■ Text section ■
Tuesday, September 17, 2013

Welcome all!

Cheers! Welcome to this, the first official blog of me, Arthur Greenleaf Holmes, sixteenth century and, until recently, anonymous poet. I should like to begin by thanking Nigel Bunshaft for discovering my cache of writings that I'd hidden beneath the floor of my cottage. It took nearly 450 years to be discovered, but who's complaining? A toast to you, Bunshaft! May you die with your pants around your ankles!

Now then. Hmm? What's that? You wish to know my story? Well, you lucky, lucky bastards, I will be only too charmed to tell thee. But before we begin this journey, let me address this palpable discomforture permeating the room. You are no doubt wondering how a 16th century poet may nevertheless speak to you through a blog. Do I yet live? Or do I speak from beyond the grave? Shall I don a bedsheet and run around the room like a nervous Orthodox virgin?

I assure you, I am quite dead. To paraphrase Chuck Dickens, there is no doubt whatever about that. Old Arthur is as dead as a door-nail. Therefore, I must speak from beyond the grave, right? Poppycock. I speak from beyond nothing, save the bottom of a beer glass. I am here. I speak. That is enough, I say. Think of it thusly: that I exist in a sort of ever-articulating past. My present is your past, and who should blame the two for enjoying each other's company. Right? Quite right.

This affords me some pleasures. As I'm sure my recently discovered writings will elicit critical analysis of my life and art from academics and historians, I would like to invite their scrutiny. Go ahead. Analyze my writings, critique away, and I shall post them here. I do, however, reserve the right to discard any and all essays as excrement.

Anyway, without further ado, here is my biography, briefly. I didn't write it, but most of it seems accurate enough:

"Arthur Greenleaf Holmes was born in Dorchester, England, sometime between the years 1547 and 1552, a period later to be known as “The Gay 90’s.” He was the eldest of three children; the youngest, Edmund, lost his eyesight at an early age, and then proceeded to lose the rest of his lower body over the following thirteen years of his life, until cruel fate had whittled him down to nothing but a head. Nevertheless, it was the older sister Babette who suffered from depression, while Edmund apparently possessed an indefatigable spirit, right up until the time he was eaten by a German debate team. Babette sank into despair and lunacy, and later convinced herself that she was a prime number. She died at the age of twenty-nine while attempting to make herself divisible by two.

■ Short problem ■
Write out the blog post starting at "Now then. Hmm?" and ending at "nervous Orthodox virgin?", switching "journey" to "voyage". Rely on the blog post alone.

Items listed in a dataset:
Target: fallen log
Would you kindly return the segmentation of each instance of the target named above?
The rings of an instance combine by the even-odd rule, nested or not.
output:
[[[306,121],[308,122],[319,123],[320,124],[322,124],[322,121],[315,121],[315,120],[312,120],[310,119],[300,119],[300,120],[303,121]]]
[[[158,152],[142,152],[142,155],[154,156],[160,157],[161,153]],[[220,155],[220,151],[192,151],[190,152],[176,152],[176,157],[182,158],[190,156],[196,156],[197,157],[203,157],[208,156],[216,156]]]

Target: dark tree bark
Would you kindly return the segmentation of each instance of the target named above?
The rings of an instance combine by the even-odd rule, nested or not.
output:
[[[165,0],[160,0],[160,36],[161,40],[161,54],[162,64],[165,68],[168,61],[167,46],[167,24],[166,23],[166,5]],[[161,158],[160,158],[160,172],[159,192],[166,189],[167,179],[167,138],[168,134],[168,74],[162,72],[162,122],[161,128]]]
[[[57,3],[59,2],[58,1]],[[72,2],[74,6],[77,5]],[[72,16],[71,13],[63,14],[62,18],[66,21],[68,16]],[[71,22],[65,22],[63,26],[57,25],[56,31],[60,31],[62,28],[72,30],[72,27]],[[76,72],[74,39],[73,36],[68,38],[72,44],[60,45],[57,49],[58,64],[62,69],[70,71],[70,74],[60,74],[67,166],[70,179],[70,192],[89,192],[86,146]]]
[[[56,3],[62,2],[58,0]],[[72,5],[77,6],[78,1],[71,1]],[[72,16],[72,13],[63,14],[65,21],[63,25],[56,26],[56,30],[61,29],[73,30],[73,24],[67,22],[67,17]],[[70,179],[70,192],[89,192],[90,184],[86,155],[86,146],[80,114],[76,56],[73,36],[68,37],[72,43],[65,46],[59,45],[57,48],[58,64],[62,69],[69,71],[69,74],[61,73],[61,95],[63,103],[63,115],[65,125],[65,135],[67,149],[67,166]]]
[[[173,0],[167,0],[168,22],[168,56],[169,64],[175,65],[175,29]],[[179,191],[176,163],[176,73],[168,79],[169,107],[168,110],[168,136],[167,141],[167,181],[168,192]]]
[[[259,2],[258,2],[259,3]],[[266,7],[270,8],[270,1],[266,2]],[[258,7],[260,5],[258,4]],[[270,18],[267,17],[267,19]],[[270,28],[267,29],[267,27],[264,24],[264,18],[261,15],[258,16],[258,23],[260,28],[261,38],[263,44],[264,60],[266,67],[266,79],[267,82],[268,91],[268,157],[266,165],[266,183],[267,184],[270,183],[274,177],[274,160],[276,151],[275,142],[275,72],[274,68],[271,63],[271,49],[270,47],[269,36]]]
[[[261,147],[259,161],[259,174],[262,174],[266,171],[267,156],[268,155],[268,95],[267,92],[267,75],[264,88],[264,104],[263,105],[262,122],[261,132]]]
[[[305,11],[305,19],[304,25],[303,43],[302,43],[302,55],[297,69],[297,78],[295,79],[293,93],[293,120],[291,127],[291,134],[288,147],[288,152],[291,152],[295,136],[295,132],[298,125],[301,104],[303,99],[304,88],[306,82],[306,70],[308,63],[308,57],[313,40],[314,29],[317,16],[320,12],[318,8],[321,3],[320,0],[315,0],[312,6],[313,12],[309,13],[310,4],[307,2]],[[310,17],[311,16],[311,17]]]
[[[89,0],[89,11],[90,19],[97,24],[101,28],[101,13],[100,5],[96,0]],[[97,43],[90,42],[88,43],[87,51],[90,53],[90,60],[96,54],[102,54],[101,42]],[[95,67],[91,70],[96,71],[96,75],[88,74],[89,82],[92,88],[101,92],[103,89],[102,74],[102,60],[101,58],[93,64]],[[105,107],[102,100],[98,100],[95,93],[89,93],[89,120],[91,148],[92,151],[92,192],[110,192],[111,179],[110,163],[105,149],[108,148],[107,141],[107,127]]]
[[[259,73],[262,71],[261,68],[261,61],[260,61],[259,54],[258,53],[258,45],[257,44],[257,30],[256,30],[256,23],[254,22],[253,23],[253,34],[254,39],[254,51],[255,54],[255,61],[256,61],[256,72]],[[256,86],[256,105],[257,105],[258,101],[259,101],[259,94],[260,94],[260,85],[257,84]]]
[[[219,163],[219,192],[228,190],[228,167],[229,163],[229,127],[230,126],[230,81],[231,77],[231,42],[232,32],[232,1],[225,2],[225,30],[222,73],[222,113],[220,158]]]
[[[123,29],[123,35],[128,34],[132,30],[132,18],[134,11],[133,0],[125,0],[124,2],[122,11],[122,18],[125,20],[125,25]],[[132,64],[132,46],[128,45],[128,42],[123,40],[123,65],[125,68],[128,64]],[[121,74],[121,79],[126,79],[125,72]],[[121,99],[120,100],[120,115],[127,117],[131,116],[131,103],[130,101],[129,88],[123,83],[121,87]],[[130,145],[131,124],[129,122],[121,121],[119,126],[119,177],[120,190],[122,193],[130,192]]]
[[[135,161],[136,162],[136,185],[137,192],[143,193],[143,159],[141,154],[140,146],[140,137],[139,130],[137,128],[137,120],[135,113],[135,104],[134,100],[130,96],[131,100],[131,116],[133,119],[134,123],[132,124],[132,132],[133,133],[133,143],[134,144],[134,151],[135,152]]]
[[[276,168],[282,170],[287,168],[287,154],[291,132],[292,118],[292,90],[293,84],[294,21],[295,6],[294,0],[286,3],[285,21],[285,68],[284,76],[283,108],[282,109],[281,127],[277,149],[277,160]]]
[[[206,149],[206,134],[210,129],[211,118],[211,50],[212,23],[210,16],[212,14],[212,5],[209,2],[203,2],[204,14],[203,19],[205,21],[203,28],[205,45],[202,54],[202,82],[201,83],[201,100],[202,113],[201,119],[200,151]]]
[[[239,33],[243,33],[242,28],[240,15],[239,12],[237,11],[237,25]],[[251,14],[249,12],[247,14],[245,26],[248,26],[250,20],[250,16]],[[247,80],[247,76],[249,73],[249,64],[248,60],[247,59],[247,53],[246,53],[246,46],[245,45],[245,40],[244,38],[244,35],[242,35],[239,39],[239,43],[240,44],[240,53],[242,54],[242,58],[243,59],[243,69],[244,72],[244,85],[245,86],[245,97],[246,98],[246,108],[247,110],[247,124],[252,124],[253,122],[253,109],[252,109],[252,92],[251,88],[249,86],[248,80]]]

■ Reply ■
Now then. Hmm? What's that? You wish to know my story? Well, you lucky, lucky bastards, I will be only too charmed to tell thee. But before we begin this voyage, let me address this palpable discomforture permeating the room. You are no doubt wondering how a 16th century poet may nevertheless speak to you through a blog. Do I yet live? Or do I speak from beyond the grave? Shall I don a bedsheet and run around the room like a nervous Orthodox virgin?